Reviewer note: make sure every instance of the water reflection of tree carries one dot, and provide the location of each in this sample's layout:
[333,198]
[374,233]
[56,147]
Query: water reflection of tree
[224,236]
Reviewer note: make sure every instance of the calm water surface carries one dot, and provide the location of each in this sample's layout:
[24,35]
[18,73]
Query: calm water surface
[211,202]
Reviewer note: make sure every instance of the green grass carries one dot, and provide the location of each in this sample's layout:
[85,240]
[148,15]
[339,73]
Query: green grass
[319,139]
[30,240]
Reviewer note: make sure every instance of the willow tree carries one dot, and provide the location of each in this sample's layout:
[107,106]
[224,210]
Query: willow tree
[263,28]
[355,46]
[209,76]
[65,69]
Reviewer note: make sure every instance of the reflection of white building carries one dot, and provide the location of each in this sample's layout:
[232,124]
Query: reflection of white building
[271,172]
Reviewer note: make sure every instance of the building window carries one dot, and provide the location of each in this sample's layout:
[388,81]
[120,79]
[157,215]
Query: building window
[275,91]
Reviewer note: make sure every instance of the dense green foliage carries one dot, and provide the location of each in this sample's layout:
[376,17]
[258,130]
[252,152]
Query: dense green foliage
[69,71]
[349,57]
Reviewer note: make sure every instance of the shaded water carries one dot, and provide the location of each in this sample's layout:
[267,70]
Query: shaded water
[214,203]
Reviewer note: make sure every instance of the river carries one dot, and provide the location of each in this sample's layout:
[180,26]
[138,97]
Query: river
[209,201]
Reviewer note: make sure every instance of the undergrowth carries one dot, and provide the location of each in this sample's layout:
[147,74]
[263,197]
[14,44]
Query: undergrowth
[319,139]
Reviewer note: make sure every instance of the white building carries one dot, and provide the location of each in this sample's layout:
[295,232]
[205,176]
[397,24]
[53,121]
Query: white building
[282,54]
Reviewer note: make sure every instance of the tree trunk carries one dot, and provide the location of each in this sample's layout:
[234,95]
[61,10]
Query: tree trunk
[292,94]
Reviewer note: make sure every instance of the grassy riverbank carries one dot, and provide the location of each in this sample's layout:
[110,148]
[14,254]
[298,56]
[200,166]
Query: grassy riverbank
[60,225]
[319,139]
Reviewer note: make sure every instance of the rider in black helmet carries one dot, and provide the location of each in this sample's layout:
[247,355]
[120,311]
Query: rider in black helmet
++++++++
▸ Task
Please rewrite every one of the entries above as a numbered list, leaving out any blank lines.

▸ Reply to the exercise
1. Reviewer note: make sure every instance of the water reflection of tree carries one dot, and provide the location of each in this sample's layout:
2. [333,198]
3. [374,233]
4. [56,147]
5. Query: water reflection of tree
6. [224,236]
7. Reviewer note: make sure every instance of the calm water surface carries one dot, and provide the location of each in this sample's layout:
8. [24,35]
9. [18,73]
10. Query: calm water surface
11. [211,202]
12. Reviewer note: make sure every instance of the green grass carries one dot, and provide the location of each in this sample's layout:
13. [85,240]
14. [148,15]
15. [339,73]
16. Query: green grass
17. [319,139]
18. [30,240]
19. Reviewer note: make sure every instance of the willow tree carries one dot, and provide the location of each in this sample's layout:
20. [107,106]
21. [224,210]
22. Query: willow tree
23. [263,28]
24. [355,46]
25. [209,76]
26. [65,69]
27. Reviewer note: make sure every instance of the reflection of white building carries one dot, and provide the location of each in this sample's layout:
28. [232,124]
29. Query: reflection of white building
30. [271,172]
31. Reviewer note: make sure every instance of the building window carries one dot, and provide the location of each in this sample's layout:
32. [388,81]
33. [120,79]
34. [157,215]
35. Query: building window
36. [275,91]
37. Reviewer note: make sure every instance of the dense green foliage carries one dot, and provide the location of each in this sample's layout:
38. [376,17]
39. [258,130]
40. [252,152]
41. Query: dense green foliage
42. [69,71]
43. [349,57]
44. Reviewer note: make sure every instance of the shaded water carries one dot, and provide the location of each in this sample's layout:
45. [267,70]
46. Query: shaded water
47. [214,203]
48. Reviewer note: make sure every instance of the river carries one dot, and provide the location of each in this sample's layout:
49. [180,26]
50. [138,97]
51. Query: river
52. [209,201]
53. Reviewer note: make sure every instance of the undergrowth carries one dot, and provide the location of each in this sample's layout:
54. [147,74]
55. [263,197]
56. [14,44]
57. Query: undergrowth
58. [319,139]
59. Reviewer note: make sure every instance of the white building carries one dot, and provide the location of each in this sample's layout:
60. [295,232]
61. [205,176]
62. [397,24]
63. [53,121]
64. Query: white building
65. [282,54]
66. Reviewer note: make sure every instance of the tree trunk carries one dot, and provide the location of each in this sample's layout:
67. [234,95]
68. [61,10]
69. Query: tree trunk
70. [292,94]
71. Reviewer note: make sure every instance of the grassy riverbank carries one dot, and provide the location of each in this sample's layout:
72. [110,148]
73. [14,254]
74. [298,56]
75. [200,166]
76. Query: grassy riverbank
77. [60,225]
78. [319,139]
79. Reviewer note: make sure every instance of the rider in black helmet carries one dot, and provide the location of each in this sample's layout:
80. [247,355]
81. [120,311]
82. Query: rider in black helmet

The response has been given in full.